EXERCISE AIM: Reproduce all of the data below with "marker" swapped for "dot" and nothing else changed, leaving the pictures out.

A block of data
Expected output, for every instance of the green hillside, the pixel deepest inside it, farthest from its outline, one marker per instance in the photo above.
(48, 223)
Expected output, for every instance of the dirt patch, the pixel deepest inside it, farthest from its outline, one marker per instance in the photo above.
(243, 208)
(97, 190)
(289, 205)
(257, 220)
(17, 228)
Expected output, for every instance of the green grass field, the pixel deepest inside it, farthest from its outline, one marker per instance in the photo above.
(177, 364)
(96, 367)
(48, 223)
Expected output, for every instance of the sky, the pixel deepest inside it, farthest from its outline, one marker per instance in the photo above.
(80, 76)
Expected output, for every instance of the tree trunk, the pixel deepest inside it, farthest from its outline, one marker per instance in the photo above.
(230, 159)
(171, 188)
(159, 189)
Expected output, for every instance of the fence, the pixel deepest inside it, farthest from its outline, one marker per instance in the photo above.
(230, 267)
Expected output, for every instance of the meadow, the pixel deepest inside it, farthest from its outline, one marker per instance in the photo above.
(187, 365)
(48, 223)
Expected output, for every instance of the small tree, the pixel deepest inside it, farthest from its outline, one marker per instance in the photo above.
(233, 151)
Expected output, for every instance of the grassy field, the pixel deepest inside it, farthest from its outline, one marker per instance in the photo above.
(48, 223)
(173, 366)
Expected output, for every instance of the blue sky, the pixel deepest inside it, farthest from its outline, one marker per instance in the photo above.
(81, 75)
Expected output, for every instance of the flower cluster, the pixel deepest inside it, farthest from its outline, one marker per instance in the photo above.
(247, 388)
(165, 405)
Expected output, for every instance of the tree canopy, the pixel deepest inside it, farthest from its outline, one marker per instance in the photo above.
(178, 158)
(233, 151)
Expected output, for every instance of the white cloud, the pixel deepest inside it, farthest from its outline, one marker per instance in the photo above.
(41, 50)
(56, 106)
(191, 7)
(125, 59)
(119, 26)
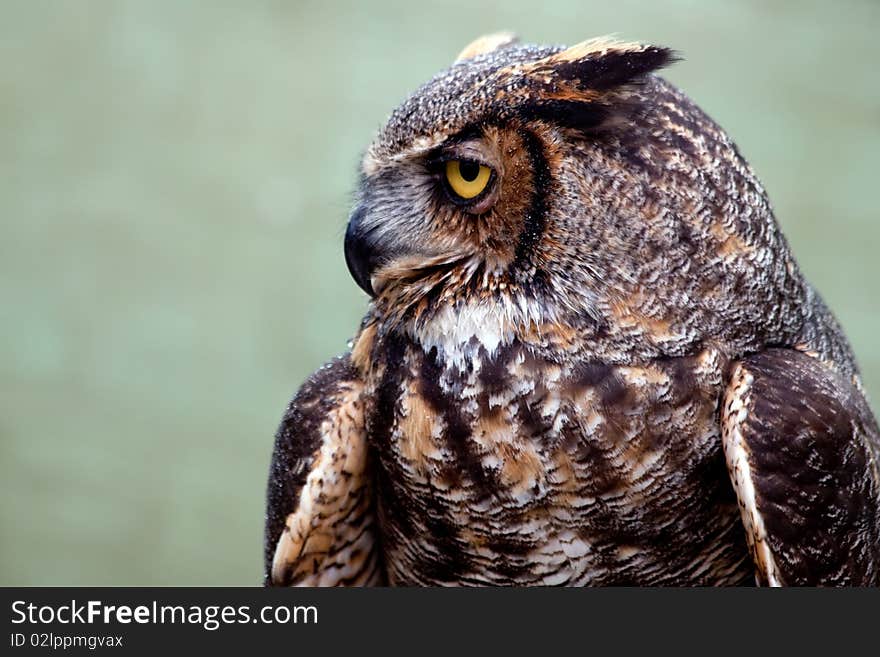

FULL ANSWER:
Expected output, for every instance of the green hillside, the pixel deepest inside it, farthest from its outline, one dot per instance in the photo above.
(48, 223)
Expected output, for every instance of the dirt patch, the pixel deepest inside it, farthest from its outline, one dot per instance in the photo above.
(243, 208)
(97, 190)
(289, 205)
(257, 220)
(17, 228)
Expected output, for every instance of the green grass field, the pixel deepest inside it, farthest from its outline, one dot per instance in the photo above.
(177, 364)
(96, 367)
(48, 223)
Expected output, for every instance of the sky, the pixel deepest inside it, farthest from its outline, one dot per instance in the photo above.
(80, 76)
Expected output, for every instance of the tree trunk, the pixel deepest inside it, farthest from its outline, one dot per instance in the photo above.
(230, 159)
(171, 188)
(159, 189)
Expected output, for every instance of the fence, the pixel deepest inside it, farthest from its outline, one dot per instance in the photo above.
(230, 267)
Expected output, for every instance of the meadow, the pixel deepest inside it, farthest from its outline, one dot per instance in the photo above.
(187, 365)
(48, 223)
Expected output, for every instance of the small tree, the pixel deepest inside it, farthest from its outline, one dot per instance in the photo above.
(233, 151)
Expected output, for every instance of the grassy field, the pixel deepest inside it, farthest from its outline, one dot per instance in the photo above.
(48, 223)
(173, 366)
Expected output, for every instance of the blue sky, the pixel deepest inside it, farthest from its outline, one dot per instance in the photo above.
(81, 75)
Expected output, for every instance of the flower cluster, the pixel deepest inside it, farthest from its outline, one dot per instance in the photo above.
(247, 388)
(165, 405)
Expected output, for every instance of the tree canopy, the pixel deepest inside it, farthest from its outline, one dot per instance in the photo above.
(178, 158)
(233, 151)
Expected output, for every instance of the white cloud, the pixel deepest inside it, farthest from its outline, one dot per instance in the photo above.
(41, 50)
(56, 106)
(191, 7)
(125, 59)
(119, 26)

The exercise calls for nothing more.